Reading passage

-=-=-=-=-

I keep hearing of those hallyhoo’d films that run 2.5+ hours. That’s stuff I’d only watch at home, where I can break it into two viewing sessions.
But I think most of us don’t see much of a difference between these art films and some of the stuff that’s made directly for streaming. So why should I be expected to leave the house and sit with other loud people for stuff that does not need to be seen on the big screen?
by Anonymous | reply 47 | November 21, 2022 6:48 PM |
Terrible idea, but if they had campy versions of all the stars involved, I'd probably be sold. Just something fun and flashy.
It's show business, not NPR...
But I'll stream it for free for sure.
by Anonymous | reply 48 | November 21, 2022 7:03 PM |
R44, I didn’t know Samantha Morton was in it! I fucking love her. She’s apparently batshit crazy IRL, but I think she’s an excellent and underrated actress.
by Anonymous | reply 49 | November 22, 2022 12:54 AM |
Samantha Morton is Excellent. Everyone in the cast is. And the director did a great job making phone scenes and interview scenes that could have been boring or redundant compelling. Well done.
by Anonymous | reply 50 | November 22, 2022 3:03 AM |
Can't say I'm surprised when I see the stills they always chose to talk about this film. 2 serious faced women on the phone is hardly enticing.
by Anonymous | reply 51 | November 23, 2022 4:25 PM |
Don't wanna see preachy films about a pay to play scheme made by people who are complicit and benefited from it.
by Anonymous | reply 52 | November 23, 2022 5:30 PM |
That includes that ridiculous narrative concerning MeAgain Kkkelly.
They did everything to get that career, including all the things reasonable people WOULD NOT DO and now want to reconstruct the narrative as abuse.
No.
by Anonymous | reply 53 | November 23, 2022 5:51 PM |
The box office for this makes Bros look like Independence Day.
by Anonymous | reply 54 | November 23, 2022 6:24 PM |
Carey Mulligan and Zoe Kazan together don't add up to one full human being. It's like casting your film with invisible ink. Mulligan is like a glass of curdled milk, and Kazan is every bad habit of Geraldine Page without a central nervous system attached.
Cannot imagine how this flopped.
by Anonymous | reply 55 | November 23, 2022 6:53 PM |
Who said what now?

-=-=-=-=-

Source information
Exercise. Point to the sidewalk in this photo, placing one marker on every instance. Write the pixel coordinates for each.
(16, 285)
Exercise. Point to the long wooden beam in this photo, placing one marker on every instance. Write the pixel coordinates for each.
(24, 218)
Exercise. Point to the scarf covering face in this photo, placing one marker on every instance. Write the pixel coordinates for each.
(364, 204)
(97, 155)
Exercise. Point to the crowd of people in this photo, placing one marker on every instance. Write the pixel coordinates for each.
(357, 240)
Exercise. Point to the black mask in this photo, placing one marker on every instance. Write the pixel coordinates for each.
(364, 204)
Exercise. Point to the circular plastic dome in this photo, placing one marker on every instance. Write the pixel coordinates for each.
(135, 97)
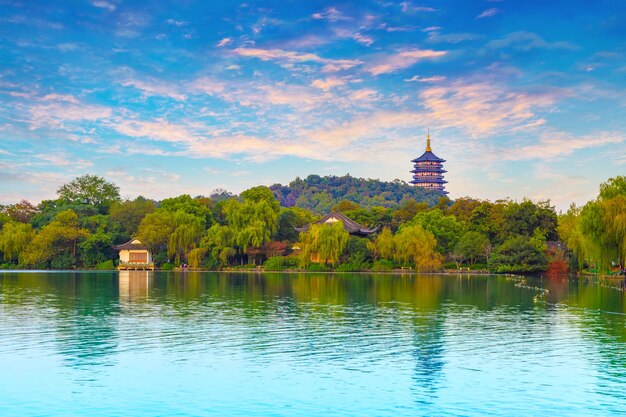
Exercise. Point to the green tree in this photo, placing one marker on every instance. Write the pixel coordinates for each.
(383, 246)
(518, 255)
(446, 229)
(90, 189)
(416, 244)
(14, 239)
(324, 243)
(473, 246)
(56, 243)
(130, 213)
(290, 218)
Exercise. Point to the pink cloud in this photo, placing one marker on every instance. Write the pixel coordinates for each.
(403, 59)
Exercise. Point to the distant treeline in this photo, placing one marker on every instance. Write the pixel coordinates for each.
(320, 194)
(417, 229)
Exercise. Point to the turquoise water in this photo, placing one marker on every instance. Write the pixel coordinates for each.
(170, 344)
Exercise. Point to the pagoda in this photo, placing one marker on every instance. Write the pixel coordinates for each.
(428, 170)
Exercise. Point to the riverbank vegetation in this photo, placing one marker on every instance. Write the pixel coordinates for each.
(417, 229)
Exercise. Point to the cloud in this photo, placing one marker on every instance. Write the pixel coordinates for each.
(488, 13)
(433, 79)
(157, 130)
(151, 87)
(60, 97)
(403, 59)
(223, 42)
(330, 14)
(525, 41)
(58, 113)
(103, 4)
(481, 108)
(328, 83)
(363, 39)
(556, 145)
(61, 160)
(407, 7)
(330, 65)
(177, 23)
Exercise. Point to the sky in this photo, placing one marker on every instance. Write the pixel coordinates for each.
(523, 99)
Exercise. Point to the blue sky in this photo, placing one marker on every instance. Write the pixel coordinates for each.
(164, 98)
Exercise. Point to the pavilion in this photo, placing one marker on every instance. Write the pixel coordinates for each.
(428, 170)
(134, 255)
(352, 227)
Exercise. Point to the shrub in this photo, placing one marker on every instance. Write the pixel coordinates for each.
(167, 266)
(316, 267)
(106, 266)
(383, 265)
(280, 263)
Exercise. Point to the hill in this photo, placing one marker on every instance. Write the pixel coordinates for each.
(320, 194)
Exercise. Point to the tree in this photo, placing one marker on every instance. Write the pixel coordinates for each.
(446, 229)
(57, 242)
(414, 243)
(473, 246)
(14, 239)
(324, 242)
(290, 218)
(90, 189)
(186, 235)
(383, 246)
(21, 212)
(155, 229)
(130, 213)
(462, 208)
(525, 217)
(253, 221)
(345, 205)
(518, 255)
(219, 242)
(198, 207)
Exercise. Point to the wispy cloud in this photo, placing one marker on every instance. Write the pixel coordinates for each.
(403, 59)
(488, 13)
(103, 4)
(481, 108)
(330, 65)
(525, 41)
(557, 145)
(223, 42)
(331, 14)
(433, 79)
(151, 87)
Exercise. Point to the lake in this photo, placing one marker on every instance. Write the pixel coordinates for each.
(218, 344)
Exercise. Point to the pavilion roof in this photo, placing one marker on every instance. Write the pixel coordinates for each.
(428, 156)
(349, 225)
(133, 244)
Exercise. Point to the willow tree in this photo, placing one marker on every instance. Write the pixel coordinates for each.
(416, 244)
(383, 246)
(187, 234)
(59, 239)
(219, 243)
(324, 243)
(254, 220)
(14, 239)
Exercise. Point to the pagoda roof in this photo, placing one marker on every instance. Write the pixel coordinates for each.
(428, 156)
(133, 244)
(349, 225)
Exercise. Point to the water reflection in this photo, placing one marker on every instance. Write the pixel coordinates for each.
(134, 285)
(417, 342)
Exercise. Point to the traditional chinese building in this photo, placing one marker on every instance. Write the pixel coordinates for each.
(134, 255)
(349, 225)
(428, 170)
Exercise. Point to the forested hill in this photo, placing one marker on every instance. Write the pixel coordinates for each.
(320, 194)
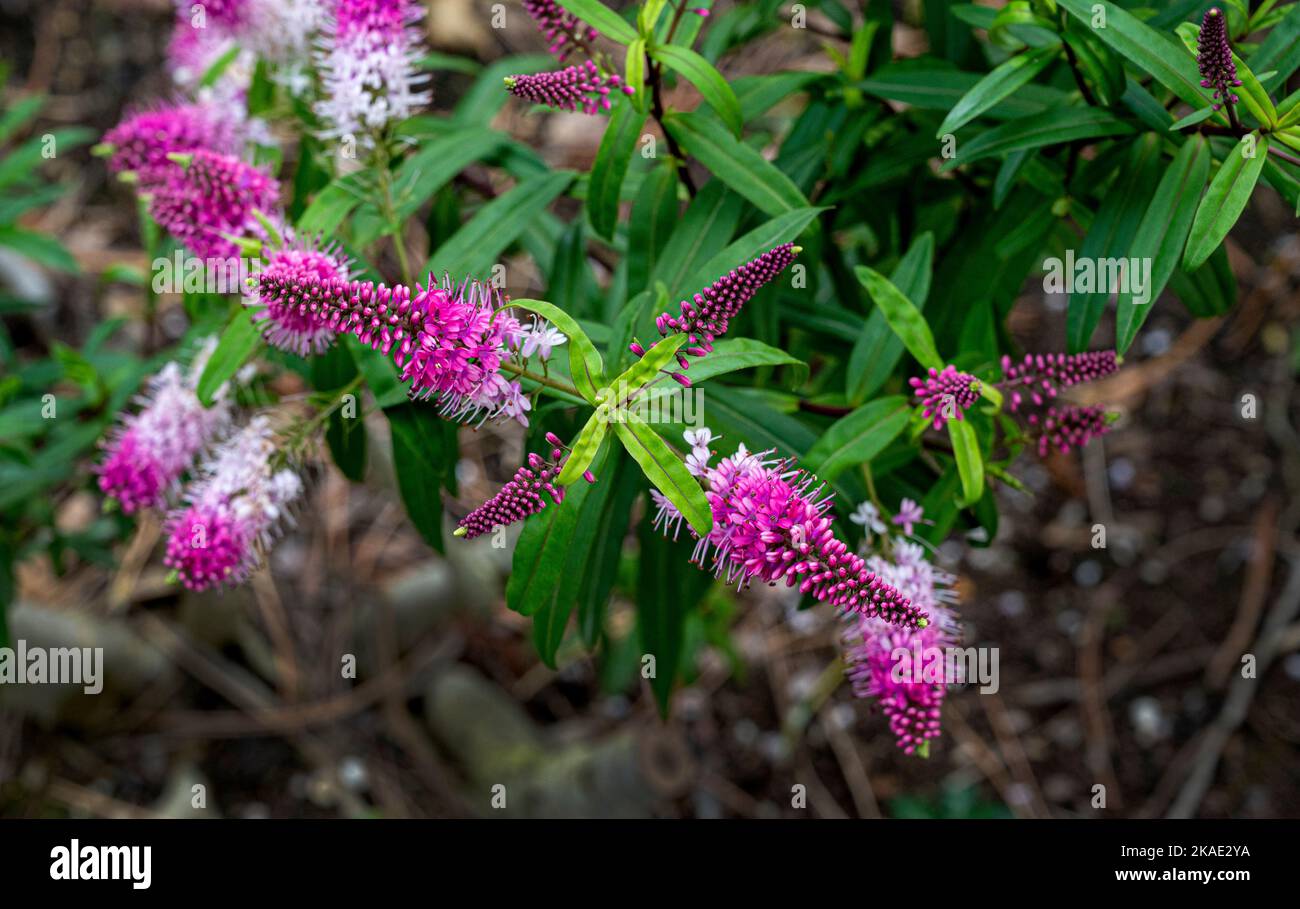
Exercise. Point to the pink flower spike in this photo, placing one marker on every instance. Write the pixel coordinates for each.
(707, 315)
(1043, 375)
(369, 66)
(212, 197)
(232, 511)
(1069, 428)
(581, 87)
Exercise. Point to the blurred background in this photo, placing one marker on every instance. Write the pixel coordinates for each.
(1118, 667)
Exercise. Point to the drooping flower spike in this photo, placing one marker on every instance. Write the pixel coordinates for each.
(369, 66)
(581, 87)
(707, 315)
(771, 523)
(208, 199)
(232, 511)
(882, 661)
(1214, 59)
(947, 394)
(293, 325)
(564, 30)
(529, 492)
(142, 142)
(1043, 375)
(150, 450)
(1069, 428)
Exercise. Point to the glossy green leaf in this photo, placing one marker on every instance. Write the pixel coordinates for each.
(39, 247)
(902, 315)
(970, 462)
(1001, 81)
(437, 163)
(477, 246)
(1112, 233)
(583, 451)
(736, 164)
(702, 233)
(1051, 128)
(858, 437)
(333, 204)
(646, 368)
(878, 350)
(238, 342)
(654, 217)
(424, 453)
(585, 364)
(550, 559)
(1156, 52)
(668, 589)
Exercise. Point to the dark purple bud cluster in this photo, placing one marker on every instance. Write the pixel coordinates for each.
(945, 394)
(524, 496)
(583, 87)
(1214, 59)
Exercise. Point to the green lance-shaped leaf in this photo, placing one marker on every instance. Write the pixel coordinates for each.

-=-=-=-=-

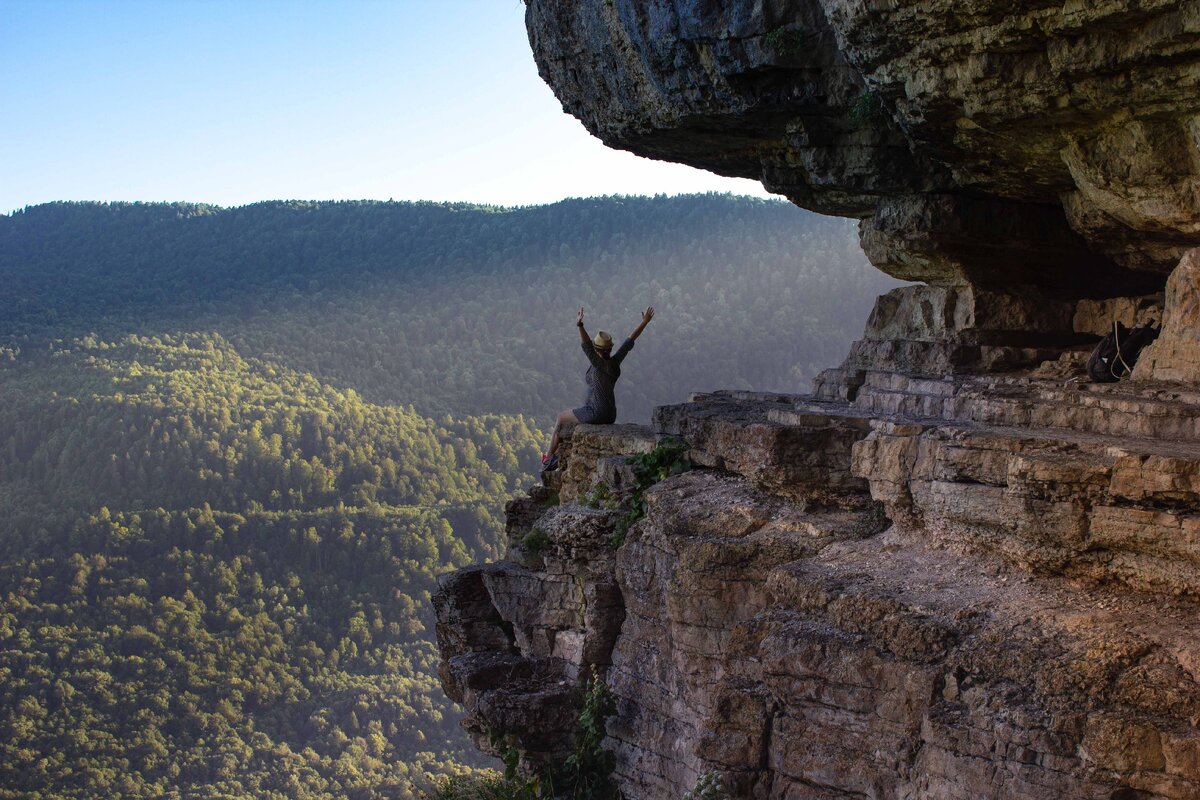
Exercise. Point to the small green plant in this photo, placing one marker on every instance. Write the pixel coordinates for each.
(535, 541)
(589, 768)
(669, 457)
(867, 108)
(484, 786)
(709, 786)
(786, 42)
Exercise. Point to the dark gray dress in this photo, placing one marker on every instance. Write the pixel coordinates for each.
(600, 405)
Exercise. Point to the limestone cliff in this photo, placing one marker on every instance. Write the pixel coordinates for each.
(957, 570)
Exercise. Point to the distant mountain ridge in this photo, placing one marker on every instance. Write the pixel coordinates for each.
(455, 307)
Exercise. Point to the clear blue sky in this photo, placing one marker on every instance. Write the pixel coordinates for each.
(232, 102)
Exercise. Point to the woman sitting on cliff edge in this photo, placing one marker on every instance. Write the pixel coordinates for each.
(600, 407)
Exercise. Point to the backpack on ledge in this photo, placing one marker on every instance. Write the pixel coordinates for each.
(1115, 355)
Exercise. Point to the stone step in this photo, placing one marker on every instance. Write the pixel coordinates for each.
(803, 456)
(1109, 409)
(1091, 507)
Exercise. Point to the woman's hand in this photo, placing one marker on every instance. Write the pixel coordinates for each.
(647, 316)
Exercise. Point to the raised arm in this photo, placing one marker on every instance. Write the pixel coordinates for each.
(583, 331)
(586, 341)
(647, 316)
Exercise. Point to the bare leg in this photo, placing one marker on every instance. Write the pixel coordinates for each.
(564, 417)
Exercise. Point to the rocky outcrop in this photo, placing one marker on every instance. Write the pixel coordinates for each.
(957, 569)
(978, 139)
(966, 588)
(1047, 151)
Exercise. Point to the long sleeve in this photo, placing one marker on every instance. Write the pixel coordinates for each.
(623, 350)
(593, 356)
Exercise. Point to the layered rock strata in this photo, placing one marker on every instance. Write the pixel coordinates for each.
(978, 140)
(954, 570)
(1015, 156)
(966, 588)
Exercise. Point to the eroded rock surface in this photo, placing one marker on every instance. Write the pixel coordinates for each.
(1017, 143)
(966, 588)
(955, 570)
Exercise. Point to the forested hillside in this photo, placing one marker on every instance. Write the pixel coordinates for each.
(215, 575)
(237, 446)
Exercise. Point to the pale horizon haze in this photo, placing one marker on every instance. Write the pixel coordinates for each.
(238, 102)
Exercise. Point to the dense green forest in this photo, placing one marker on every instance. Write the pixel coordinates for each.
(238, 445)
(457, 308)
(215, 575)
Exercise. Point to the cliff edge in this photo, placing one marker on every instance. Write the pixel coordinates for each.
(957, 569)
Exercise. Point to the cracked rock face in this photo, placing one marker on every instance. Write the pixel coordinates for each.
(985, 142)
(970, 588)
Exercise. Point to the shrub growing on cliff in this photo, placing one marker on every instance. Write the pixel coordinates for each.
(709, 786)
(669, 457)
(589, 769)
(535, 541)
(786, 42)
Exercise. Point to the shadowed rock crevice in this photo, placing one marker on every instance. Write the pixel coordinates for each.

-=-=-=-=-

Exercise
Summarize the forum thread about the film in two sentences.

Solution to this task
Some commenters say they would rather stream films like this at home than go to a theater, call the promotional stills unappealing and the subject preachy, and point to the film's weak box office. Others praise the whole cast, especially Samantha Morton, and the director's work on the phone and interview scenes, while one commenter harshly insults Carey Mulligan and Zoe Kazan.